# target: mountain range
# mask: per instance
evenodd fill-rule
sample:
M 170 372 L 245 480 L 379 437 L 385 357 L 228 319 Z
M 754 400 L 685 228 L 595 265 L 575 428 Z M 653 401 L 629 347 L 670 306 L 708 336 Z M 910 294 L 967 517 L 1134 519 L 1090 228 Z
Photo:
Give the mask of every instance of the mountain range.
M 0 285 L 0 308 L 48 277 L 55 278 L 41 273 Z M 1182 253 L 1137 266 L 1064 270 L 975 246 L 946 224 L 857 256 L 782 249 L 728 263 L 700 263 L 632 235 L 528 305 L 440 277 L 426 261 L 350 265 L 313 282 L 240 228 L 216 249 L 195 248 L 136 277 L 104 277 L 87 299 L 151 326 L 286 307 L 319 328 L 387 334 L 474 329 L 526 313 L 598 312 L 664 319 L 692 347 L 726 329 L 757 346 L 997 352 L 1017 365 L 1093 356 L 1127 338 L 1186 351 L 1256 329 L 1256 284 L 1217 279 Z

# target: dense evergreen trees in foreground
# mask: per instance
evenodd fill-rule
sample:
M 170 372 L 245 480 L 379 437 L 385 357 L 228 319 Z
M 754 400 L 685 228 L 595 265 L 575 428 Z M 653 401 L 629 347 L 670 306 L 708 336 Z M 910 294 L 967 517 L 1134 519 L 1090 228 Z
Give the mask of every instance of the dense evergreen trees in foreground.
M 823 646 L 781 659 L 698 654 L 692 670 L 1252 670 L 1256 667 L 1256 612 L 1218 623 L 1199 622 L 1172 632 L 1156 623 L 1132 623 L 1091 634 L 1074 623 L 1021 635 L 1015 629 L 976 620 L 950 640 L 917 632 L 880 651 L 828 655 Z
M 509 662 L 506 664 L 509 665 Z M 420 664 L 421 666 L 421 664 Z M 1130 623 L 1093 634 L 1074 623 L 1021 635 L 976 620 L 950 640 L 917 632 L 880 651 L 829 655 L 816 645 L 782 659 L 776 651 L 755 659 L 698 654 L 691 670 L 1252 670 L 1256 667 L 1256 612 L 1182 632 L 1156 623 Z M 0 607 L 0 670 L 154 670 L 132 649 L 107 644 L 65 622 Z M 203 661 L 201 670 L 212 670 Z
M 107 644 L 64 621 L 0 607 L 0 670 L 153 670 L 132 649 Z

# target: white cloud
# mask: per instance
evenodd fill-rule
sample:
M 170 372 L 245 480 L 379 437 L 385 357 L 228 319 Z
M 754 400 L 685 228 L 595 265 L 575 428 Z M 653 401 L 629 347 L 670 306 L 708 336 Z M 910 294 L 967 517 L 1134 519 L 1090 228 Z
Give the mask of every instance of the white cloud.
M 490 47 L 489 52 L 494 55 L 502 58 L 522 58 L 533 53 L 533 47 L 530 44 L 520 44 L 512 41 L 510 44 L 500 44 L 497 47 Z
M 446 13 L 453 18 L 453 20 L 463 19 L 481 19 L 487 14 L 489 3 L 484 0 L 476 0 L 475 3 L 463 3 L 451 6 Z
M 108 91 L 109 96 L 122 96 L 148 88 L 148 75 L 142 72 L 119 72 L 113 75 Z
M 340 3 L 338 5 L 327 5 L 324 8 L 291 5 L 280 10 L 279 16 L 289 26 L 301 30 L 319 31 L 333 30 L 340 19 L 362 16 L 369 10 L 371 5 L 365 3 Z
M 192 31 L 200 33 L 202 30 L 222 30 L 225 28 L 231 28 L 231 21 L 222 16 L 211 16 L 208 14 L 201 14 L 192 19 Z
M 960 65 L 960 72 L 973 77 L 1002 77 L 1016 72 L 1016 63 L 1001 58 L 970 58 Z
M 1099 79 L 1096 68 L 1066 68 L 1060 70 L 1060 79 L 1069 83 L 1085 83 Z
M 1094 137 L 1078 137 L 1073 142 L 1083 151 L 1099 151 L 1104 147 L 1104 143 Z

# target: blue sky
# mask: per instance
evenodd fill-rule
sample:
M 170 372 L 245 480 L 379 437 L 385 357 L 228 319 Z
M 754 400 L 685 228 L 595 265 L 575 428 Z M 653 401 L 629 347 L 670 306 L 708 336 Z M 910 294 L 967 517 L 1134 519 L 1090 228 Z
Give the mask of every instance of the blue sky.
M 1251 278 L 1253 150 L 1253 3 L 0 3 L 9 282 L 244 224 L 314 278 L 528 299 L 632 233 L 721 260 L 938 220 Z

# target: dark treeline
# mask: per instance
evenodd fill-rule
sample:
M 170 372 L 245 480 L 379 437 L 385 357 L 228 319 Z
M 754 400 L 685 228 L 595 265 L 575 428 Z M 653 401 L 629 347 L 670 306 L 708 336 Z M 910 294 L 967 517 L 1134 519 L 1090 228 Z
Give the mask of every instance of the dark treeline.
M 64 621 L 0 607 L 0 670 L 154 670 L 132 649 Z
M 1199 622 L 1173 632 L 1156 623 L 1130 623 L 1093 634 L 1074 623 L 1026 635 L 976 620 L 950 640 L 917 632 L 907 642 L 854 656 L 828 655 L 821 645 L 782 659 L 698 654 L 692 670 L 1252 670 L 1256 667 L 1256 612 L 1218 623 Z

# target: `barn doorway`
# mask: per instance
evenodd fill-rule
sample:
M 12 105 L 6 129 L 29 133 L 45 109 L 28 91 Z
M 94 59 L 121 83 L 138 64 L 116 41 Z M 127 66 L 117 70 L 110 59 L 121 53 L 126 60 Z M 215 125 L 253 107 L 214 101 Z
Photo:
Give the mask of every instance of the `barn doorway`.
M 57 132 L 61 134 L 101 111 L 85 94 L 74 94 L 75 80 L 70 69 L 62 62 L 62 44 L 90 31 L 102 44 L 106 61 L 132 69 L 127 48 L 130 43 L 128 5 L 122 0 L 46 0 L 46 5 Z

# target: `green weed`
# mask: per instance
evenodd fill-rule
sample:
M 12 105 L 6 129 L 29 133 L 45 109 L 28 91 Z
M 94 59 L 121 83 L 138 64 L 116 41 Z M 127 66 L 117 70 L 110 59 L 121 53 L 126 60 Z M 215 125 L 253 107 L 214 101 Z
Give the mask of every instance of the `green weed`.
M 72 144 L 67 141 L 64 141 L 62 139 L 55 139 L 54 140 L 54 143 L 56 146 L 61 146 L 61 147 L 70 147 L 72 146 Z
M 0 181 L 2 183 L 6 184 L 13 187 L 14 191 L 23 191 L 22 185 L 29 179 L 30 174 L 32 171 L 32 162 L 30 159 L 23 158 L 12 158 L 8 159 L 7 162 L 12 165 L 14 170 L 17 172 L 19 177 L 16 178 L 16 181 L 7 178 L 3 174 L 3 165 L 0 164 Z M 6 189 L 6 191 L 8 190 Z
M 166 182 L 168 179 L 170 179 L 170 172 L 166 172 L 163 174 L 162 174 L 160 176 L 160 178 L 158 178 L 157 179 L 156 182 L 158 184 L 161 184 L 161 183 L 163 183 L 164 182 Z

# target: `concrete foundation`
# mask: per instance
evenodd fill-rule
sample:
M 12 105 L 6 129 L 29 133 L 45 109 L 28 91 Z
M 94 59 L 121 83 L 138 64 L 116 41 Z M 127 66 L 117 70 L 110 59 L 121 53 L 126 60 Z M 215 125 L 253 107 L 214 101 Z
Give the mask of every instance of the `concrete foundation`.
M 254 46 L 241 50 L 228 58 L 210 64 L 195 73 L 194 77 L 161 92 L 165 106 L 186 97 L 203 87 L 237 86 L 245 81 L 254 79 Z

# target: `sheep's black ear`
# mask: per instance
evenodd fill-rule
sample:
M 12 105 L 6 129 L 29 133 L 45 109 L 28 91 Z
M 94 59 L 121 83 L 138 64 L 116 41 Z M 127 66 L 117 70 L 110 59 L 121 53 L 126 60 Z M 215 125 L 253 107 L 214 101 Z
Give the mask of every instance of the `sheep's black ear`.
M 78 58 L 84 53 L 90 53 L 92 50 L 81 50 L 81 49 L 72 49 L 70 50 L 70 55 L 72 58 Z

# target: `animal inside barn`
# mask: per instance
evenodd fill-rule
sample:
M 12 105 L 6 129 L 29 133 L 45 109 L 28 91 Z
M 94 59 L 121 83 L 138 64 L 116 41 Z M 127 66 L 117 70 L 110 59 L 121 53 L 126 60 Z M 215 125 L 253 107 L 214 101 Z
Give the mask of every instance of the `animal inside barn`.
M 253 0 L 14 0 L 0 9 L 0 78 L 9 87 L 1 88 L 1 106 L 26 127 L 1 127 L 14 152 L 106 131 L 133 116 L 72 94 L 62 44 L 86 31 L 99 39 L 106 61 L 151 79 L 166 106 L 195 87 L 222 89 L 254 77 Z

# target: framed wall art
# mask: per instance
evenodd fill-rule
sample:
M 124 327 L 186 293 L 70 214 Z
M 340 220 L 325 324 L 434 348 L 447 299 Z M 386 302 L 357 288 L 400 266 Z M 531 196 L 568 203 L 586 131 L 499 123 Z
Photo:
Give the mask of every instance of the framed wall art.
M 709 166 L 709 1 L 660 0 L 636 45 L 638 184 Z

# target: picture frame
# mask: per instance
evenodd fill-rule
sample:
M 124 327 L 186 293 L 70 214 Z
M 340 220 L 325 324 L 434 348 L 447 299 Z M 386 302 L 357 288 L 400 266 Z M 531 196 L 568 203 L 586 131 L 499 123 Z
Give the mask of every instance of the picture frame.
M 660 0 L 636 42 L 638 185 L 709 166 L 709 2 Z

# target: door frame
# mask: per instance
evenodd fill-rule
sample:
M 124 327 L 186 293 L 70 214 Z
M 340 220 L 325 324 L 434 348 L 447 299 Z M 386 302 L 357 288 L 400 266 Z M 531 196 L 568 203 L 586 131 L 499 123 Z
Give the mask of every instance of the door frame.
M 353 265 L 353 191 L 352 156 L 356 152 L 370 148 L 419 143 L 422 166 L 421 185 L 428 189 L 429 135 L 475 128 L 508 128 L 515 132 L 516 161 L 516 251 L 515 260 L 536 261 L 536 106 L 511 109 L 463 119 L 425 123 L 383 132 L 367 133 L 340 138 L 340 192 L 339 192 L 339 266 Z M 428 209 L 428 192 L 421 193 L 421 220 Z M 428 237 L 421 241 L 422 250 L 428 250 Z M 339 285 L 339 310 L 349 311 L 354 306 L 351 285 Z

------------------------------------------------

Format the lines from the start of the items through the line containing "Give the mask of every instance of the mountain", both included, as a numbered list, skipping any blank lines.

TASK SOLUTION:
1. # target: mountain range
2. # mask: per instance
3. evenodd fill-rule
4. sample:
5. M 170 372 L 245 480 L 379 437 L 385 357 L 228 319 Z
6. M 754 400 L 685 228 L 595 265 L 575 428 Z M 653 401 L 629 347 L 670 306 L 708 336 Z M 910 294 L 967 517 L 1134 519 L 1090 228 Z
7. Photo:
8. Give the mask of every instance of the mountain range.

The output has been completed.